◆ Your task ◆
Could you restate exactly the lines that begin at the line with "point_to finds the rippling" and end at the final line of the data?

Natural language region descriptions

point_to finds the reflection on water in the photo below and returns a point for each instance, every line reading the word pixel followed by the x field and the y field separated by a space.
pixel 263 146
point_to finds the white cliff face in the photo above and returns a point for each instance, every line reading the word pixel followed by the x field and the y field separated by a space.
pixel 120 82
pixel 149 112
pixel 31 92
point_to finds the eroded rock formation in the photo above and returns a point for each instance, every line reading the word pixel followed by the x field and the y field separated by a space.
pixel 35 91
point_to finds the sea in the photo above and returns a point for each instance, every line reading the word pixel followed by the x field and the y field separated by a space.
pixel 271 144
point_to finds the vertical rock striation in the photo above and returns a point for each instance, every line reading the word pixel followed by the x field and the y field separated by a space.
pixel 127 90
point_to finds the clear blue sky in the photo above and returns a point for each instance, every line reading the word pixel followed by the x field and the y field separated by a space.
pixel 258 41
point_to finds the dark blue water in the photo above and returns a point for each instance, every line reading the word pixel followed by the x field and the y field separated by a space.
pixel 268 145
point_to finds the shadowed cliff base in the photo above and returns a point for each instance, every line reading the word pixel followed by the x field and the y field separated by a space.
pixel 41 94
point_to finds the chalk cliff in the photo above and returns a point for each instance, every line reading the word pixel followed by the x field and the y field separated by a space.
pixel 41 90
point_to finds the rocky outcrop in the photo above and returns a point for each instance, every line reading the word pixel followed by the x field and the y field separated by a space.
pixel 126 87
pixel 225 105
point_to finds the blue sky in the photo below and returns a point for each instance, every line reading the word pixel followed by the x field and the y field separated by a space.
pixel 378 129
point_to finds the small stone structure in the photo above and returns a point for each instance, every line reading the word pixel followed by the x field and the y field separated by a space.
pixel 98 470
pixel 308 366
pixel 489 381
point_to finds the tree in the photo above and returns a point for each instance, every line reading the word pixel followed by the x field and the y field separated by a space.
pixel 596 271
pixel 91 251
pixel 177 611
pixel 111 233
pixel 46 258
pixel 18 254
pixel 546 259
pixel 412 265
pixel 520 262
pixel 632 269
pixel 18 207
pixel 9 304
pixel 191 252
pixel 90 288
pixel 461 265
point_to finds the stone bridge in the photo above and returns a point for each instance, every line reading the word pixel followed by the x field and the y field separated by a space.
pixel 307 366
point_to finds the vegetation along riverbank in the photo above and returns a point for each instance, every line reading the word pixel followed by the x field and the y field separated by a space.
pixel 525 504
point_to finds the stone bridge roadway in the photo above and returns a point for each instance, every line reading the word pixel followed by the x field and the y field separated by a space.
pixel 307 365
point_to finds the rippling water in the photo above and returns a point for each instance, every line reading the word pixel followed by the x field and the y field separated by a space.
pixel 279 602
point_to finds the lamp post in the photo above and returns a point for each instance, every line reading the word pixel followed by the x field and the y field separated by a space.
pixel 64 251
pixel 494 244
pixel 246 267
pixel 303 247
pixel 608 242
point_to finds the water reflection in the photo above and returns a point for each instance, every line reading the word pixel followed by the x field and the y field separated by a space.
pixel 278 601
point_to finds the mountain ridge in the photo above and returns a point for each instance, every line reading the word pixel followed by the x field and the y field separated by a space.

◆ Response area ◆
point_to finds the rippling water in the photo above and returns a point for each instance, every line reading the word pixel followed by the x field and the y field separated by a space.
pixel 279 602
point_to finds the lamp post in the photo above and returns a point for each instance, every line reading the word pixel followed by the x field and the y field separated by a space.
pixel 64 251
pixel 494 244
pixel 246 267
pixel 303 247
pixel 608 242
point_to finds the water reflection in the photo above and returns a point for each instance, every line reading the word pixel followed by the x field and the y field separated by a space.
pixel 278 601
point_to finds the mountain ridge in the photo above and returns a point for each instance, every line reading the word pixel followed by the x field and the y field separated by a space.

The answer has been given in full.